** Opening Available data block **
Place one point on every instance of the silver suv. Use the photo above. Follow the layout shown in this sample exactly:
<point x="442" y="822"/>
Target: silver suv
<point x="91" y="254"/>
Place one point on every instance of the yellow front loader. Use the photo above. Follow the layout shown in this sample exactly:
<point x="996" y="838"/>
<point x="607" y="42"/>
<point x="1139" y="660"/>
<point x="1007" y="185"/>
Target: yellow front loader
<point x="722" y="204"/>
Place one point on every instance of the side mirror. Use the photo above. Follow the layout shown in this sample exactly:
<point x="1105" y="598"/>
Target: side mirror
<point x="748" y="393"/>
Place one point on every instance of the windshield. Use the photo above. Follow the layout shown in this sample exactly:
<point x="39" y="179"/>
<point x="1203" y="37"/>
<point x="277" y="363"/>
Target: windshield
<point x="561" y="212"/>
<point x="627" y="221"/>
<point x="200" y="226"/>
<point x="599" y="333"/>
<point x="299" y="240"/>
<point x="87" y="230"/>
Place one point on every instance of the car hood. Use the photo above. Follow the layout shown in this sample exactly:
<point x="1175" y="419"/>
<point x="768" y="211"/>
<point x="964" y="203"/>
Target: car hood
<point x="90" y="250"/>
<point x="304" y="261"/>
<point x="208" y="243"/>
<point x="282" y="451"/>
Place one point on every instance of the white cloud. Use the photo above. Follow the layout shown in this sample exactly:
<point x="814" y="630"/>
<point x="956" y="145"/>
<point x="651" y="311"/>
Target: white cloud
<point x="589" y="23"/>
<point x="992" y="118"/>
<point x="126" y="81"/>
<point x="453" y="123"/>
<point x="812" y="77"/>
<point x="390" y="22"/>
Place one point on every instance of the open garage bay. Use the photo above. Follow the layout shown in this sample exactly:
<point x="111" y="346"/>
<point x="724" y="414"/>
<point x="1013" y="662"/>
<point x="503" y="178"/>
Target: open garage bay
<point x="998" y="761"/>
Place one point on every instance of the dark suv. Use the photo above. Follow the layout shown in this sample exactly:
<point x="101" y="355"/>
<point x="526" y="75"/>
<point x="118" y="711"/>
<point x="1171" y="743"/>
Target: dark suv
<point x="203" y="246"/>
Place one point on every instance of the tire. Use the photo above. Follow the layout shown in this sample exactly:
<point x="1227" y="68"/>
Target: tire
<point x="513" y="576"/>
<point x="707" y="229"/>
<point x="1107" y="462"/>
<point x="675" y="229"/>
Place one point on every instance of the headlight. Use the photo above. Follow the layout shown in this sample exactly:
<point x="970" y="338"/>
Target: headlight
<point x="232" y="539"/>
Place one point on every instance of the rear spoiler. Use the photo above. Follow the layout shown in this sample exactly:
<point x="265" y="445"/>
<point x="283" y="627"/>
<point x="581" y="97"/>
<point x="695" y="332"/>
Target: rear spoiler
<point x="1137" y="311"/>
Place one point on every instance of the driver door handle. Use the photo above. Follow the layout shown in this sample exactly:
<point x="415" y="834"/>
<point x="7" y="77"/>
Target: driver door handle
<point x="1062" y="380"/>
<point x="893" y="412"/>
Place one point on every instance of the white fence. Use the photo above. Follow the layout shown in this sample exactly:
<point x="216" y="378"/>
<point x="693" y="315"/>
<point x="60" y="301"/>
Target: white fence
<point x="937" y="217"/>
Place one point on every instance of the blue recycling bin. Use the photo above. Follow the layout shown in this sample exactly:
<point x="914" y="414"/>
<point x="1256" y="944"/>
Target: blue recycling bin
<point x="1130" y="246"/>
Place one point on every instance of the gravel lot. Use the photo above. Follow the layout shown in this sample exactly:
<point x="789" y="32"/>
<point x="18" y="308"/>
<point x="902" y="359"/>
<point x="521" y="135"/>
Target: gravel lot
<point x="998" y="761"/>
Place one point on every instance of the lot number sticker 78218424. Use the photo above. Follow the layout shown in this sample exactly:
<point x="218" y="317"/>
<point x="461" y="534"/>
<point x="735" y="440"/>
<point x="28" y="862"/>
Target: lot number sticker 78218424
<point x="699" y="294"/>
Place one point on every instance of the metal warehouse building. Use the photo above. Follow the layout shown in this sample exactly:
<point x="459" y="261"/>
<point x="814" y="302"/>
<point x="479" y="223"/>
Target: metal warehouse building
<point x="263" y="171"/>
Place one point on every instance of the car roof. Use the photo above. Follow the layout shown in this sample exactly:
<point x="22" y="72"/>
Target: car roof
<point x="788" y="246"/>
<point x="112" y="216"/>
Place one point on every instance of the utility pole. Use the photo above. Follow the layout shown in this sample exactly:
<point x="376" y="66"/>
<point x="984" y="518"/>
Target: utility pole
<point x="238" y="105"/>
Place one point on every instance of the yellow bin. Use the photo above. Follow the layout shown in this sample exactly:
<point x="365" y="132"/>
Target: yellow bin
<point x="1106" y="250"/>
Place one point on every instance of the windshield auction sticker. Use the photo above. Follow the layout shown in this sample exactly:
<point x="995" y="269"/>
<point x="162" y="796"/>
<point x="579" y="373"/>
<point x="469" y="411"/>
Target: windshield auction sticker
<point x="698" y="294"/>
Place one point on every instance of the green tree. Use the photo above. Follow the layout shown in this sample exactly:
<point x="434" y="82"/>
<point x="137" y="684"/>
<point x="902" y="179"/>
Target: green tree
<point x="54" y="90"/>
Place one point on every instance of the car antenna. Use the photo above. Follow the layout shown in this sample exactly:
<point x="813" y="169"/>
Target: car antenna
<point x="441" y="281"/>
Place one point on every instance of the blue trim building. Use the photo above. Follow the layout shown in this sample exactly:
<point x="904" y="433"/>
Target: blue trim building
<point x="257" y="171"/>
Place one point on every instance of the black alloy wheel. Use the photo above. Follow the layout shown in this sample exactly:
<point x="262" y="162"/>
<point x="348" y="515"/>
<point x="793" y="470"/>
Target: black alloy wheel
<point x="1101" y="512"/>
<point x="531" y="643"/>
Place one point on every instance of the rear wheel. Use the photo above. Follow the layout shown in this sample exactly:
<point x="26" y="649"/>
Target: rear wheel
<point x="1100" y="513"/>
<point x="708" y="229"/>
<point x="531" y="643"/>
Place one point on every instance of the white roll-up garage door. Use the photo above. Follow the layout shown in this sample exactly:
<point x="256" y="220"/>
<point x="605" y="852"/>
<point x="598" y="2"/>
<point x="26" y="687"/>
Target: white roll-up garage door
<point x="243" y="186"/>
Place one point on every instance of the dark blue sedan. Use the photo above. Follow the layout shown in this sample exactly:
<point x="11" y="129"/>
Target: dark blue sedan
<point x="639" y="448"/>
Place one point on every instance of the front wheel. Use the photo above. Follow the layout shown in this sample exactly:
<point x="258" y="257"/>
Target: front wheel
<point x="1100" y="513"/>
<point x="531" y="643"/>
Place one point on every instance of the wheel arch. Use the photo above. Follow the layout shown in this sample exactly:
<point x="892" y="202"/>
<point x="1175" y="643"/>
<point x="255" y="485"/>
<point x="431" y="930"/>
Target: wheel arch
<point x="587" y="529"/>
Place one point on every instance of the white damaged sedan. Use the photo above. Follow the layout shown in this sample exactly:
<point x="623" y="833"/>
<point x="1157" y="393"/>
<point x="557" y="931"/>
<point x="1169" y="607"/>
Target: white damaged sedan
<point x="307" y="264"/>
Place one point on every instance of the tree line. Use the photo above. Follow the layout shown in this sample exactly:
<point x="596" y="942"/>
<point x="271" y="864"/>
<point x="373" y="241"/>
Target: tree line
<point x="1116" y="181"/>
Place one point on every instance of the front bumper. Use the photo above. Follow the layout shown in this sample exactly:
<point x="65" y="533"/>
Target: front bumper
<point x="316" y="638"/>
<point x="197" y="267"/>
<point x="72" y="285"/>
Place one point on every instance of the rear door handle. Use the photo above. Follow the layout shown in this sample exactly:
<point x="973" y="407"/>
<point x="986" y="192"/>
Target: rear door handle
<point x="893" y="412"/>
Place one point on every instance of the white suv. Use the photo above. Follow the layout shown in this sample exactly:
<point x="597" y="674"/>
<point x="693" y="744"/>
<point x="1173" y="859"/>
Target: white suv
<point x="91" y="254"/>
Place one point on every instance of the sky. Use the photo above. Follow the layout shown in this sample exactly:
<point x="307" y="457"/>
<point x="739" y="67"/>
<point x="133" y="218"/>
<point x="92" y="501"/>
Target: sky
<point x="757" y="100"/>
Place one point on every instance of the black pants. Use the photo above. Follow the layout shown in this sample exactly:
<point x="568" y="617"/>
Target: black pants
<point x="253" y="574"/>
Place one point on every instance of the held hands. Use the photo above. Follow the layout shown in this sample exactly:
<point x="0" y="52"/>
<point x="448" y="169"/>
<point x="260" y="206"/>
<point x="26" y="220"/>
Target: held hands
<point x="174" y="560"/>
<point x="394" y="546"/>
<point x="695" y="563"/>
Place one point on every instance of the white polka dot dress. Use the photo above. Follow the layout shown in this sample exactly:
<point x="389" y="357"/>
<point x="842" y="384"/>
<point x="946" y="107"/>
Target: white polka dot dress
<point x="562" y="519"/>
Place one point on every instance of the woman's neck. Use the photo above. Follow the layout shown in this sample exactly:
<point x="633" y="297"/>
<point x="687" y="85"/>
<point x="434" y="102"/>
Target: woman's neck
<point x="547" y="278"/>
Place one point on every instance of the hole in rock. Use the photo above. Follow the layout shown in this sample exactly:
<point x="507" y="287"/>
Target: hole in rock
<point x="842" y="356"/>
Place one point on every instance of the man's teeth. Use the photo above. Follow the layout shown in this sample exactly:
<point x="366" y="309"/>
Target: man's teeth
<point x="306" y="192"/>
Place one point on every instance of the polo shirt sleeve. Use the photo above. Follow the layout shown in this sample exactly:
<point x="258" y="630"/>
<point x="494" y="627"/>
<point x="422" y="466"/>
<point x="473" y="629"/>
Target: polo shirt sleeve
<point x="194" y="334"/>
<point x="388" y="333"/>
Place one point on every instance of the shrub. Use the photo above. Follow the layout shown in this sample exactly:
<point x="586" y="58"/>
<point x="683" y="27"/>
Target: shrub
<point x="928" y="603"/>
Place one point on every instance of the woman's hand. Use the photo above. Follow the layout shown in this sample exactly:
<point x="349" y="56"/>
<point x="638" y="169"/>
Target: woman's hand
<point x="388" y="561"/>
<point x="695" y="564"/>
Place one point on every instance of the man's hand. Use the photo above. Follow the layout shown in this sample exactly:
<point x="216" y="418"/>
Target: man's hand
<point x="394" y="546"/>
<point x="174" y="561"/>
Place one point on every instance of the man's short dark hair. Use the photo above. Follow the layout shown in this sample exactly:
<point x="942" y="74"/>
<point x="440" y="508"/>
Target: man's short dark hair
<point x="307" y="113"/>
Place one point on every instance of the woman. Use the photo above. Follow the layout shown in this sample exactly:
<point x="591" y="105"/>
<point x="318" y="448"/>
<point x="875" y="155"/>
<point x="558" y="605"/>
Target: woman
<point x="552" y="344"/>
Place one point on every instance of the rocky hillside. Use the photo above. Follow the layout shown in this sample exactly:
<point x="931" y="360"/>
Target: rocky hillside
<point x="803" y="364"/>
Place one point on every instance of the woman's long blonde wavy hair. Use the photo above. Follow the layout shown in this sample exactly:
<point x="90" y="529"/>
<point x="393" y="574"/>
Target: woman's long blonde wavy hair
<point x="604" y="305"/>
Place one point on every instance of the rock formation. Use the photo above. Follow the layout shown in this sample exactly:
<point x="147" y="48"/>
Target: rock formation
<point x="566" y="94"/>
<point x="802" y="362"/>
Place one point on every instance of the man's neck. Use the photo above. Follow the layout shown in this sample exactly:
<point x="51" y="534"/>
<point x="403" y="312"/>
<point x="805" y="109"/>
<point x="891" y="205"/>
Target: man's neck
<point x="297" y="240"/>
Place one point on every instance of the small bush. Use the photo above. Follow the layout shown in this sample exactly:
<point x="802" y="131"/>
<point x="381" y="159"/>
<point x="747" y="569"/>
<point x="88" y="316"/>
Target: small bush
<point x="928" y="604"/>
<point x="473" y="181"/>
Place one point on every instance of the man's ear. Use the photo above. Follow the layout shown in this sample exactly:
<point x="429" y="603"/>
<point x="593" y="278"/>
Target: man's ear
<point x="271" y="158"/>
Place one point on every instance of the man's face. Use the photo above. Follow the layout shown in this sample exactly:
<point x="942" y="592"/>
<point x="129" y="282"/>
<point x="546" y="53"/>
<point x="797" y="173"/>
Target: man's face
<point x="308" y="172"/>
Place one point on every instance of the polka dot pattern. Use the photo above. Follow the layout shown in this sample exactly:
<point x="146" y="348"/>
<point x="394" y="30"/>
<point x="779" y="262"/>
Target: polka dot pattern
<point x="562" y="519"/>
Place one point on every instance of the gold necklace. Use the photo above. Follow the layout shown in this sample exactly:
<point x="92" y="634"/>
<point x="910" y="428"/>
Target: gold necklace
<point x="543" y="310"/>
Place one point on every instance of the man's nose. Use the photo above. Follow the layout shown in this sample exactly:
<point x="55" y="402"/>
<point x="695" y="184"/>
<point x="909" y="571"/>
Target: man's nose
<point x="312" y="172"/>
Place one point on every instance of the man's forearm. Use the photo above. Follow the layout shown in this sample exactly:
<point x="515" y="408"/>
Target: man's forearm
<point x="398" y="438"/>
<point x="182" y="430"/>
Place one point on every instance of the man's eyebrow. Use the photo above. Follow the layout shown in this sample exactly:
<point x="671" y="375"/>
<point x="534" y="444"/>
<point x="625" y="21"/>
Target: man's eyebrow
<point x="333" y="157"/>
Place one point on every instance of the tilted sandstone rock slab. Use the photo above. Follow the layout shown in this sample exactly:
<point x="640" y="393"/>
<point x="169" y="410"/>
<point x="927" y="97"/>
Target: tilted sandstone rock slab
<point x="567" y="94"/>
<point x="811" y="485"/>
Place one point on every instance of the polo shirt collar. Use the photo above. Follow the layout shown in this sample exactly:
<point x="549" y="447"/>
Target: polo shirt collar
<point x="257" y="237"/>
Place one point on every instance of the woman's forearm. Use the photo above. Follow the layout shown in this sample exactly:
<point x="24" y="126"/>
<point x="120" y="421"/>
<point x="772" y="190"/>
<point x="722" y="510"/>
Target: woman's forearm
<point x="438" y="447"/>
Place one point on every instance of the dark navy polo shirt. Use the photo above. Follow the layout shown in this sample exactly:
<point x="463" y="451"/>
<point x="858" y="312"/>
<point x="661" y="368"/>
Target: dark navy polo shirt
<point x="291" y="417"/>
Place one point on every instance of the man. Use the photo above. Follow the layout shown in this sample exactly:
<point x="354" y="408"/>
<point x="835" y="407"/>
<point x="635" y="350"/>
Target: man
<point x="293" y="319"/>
** Closing Available data block **
• _Your goal_
Starting at the line above that contains "Place one point on every instance of the rock formation.", write out each line exactly until the line that contains "Place one point on every instance of the polka" has been written, and stop there.

• _Reply_
Place one point on every instance of the rock formation. Use the photo above. Follow the layout shown in this sample exactly:
<point x="147" y="48"/>
Target: rock formation
<point x="566" y="94"/>
<point x="802" y="362"/>
Place one point on every instance of the man's neck. Use the photo above. Follow the layout shown in this sample exactly:
<point x="51" y="534"/>
<point x="403" y="312"/>
<point x="805" y="109"/>
<point x="891" y="205"/>
Target: man's neck
<point x="297" y="240"/>
Place one point on every instance of the small bush. Use the photo above. Follow the layout shown in this sample exactly:
<point x="802" y="131"/>
<point x="381" y="159"/>
<point x="747" y="569"/>
<point x="88" y="316"/>
Target: small bush
<point x="928" y="604"/>
<point x="473" y="181"/>
Place one point on every instance of the man's ear. Use the photo above. Follow the layout shown in this sample exactly:
<point x="429" y="603"/>
<point x="593" y="278"/>
Target: man's ear
<point x="271" y="158"/>
Place one point on every instance of the man's face. Use the photo above. Follow the layout shown in this sample exactly:
<point x="942" y="592"/>
<point x="129" y="282"/>
<point x="546" y="53"/>
<point x="797" y="173"/>
Target: man's face
<point x="308" y="172"/>
Place one point on every instance of the polka dot pattern. Use the photo above. Follow the layout shown in this sample exactly:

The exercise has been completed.